Exercise description:
Your answer should be the records below, repeated exactly as they stand.
Top of Data for this exercise
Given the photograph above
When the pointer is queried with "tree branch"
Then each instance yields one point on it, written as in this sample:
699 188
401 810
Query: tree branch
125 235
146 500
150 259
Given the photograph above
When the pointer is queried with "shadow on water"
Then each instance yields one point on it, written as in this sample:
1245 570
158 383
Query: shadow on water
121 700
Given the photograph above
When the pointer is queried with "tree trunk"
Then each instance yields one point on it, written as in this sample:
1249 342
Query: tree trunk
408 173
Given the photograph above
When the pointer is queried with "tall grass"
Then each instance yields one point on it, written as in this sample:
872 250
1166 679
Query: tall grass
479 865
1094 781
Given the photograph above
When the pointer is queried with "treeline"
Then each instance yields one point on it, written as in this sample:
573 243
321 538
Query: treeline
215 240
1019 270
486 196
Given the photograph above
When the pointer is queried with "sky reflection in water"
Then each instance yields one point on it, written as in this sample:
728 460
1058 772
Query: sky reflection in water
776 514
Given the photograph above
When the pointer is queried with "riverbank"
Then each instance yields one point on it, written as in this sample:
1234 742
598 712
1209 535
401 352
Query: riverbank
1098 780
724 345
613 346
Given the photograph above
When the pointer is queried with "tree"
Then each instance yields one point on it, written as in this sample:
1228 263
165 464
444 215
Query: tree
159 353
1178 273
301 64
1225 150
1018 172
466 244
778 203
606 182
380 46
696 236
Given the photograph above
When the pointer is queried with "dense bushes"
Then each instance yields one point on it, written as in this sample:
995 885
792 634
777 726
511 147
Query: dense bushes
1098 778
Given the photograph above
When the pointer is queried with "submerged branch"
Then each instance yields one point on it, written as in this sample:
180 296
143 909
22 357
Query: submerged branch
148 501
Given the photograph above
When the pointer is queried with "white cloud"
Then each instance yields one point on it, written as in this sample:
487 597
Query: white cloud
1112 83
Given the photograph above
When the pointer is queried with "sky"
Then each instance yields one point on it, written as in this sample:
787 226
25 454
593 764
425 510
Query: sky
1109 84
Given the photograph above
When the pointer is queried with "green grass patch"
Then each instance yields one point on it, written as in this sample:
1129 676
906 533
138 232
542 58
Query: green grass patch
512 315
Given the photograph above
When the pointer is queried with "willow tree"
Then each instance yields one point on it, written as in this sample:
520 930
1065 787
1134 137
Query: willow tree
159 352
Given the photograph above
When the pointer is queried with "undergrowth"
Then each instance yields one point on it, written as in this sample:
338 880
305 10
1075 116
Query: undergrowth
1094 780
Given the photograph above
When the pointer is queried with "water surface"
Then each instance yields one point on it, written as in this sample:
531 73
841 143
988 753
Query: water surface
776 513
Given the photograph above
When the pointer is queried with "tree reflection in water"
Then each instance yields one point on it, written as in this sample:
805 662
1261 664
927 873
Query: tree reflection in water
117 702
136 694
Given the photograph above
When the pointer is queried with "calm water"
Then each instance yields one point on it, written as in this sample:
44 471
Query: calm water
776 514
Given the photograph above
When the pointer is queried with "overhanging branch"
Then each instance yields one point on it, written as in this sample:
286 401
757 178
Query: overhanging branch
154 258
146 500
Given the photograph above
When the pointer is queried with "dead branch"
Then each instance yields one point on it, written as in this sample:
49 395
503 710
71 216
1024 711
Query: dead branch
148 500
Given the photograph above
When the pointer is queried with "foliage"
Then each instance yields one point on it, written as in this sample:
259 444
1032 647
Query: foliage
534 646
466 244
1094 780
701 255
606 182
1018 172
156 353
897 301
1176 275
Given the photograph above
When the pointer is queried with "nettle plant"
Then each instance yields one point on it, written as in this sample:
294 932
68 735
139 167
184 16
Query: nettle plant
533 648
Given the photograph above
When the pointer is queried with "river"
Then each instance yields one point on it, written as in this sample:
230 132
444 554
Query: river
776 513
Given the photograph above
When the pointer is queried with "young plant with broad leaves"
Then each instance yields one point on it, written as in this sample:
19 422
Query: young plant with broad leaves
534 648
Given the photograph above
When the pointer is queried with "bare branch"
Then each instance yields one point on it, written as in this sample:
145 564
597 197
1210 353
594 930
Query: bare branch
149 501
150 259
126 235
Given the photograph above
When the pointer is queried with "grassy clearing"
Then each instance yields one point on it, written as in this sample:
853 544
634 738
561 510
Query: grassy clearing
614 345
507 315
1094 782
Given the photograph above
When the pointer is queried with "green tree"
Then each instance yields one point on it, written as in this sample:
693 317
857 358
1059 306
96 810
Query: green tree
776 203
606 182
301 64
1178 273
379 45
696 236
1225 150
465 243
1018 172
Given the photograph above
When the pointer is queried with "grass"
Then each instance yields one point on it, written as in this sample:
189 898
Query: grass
Bottom of Data for this exercise
Result of the exercise:
Given the photograph above
When the pointer is queried with "tree branch"
Then each instance yields one point on it, written as in this sample:
699 188
401 810
Query: tree branch
125 235
146 500
150 259
Given the photograph above
When the pointer is queried with "shadow on water"
Then each instance yields one point on it, written as in this sample:
1245 570
158 383
Query: shadow on water
121 700
Given the photograph above
When the pointer is queried with "tree trunk"
Then each instance yields one point on it, written as in this sample:
1249 342
Query: tree trunk
408 173
Given the photograph above
When the pointer is queried with "tall grass"
Then each instance yields one point on it, written as in this sample:
872 250
1166 679
Query: tall grass
479 865
1094 781
Given the photograph above
When the pointer is queried with "treeline"
Then each instance yields one point on it, written as in this sample:
573 243
321 538
Query: treeline
215 240
1019 270
486 196
Given the photograph above
When the pointer is queried with "sky reflection in water"
Then each instance yields one point on it, written as in this sample:
728 460
1058 772
Query: sky reflection in water
776 514
Given the photograph above
When the pointer is queried with "riverbank"
Then each instance yields one point on it, written as in this sample:
1234 742
598 712
1209 535
401 352
Query: riverbank
1098 780
724 345
613 346
Given the photograph above
When the pointer is queried with "tree"
Then each instance yields one point on it, written as in this sample:
1228 263
165 464
444 215
Query: tree
159 353
1178 273
301 64
1225 150
1018 172
466 244
778 203
606 182
380 46
696 236
Given the photograph above
When the pointer is queried with "dense bushes"
Then each instance yields one point on it, written as in this sample:
995 885
792 634
777 726
511 147
Query: dense bushes
1098 778
Given the photograph above
When the pointer is queried with "submerged branch"
Then each instance yields one point on it, written as in this sample:
180 296
143 909
22 357
Query: submerged branch
148 501
Given the photograph above
When the pointer is queried with "white cloud"
Then each instance yields one point on it, written as in this sample:
487 597
Query: white cloud
1112 83
Given the photograph above
When the pointer is queried with "sky"
Then each instance yields one point on it, written as in this sample:
787 226
25 454
593 764
425 510
Query: sky
1109 84
Given the photograph above
When the pointer is queried with "green grass patch"
Then each instance yields one point on it, written as in this sample:
1129 676
906 533
138 232
542 58
Query: green grass patch
512 315
Given the photograph above
When the pointer is queried with "willow tree"
Then each instance yields one point on it, written as in this sample:
520 930
1065 787
1134 137
Query: willow tree
159 352
Given the photograph above
When the pointer is queried with "undergrowth"
Then each instance yields one point on it, written as in this sample:
338 880
305 10
1075 116
Query: undergrowth
1094 780
Given the photograph above
When the pointer is queried with "water surface"
Then each instance yields one point on it, written as in this sample:
531 73
841 143
988 753
Query: water surface
776 513
Given the photograph above
When the pointer is queried with "tree reflection in water"
Then each instance yields one point on it, written as in this sample:
805 662
1261 664
927 873
Query: tree reflection in water
117 702
136 694
Given the photograph above
When the pointer is queried with "calm water"
Then each instance yields one point on it, written as in this sample:
44 471
Query: calm water
776 514
Given the photograph above
When the pointer is queried with "overhanging branch"
Then each instance yields one point on it, written as in this sample:
286 401
757 178
Query: overhanging branch
154 258
146 500
Given the photograph above
When the pointer is queried with "dead branch"
Then each instance yields one point on it, written as in this sample:
49 395
503 710
71 216
1024 711
Query: dead branch
148 500
Given the photograph above
When the pointer is queried with "foliage"
Then each instance yields one point on it, written as in this sample:
259 444
1032 647
Query: foliage
534 646
466 244
1094 780
701 255
606 182
1018 172
156 353
897 301
1176 275
Given the photograph above
When the pointer is queried with "nettle plant"
Then each instance yields one point on it, written as in this sample:
294 932
68 735
139 167
184 16
Query: nettle plant
533 648
Given the photograph above
When the pointer is queried with "river"
Then each instance yields one point on it, written as in this sample:
230 132
444 554
Query: river
776 513
Given the photograph above
When the pointer is queried with "young plant with broad leaves"
Then each instance yields one point on it, written as in this sample:
19 422
Query: young plant with broad leaves
534 648
Given the photograph above
When the pointer is queried with "bare branch"
Then each instance yields one point on it, written as in this sample:
145 564
597 197
1210 353
594 930
Query: bare branch
149 501
150 259
126 235
Given the photograph above
When the pointer is queried with "grassy clearing"
Then each instance yields one point on it, written as in this sample:
853 544
634 738
561 510
Query: grassy clearing
614 345
507 315
1094 782
Given the photograph above
When the pointer is queried with "green tree"
Then each instance yields one point on it, written as in this sample:
693 317
857 358
1059 306
96 810
Query: green tree
776 203
606 182
301 64
1178 273
379 45
696 236
1225 150
465 243
1018 172
Given the photograph above
When the pointer is queried with "grass"
Then each instance yields one point on it, written as in this sample:
189 898
Query: grass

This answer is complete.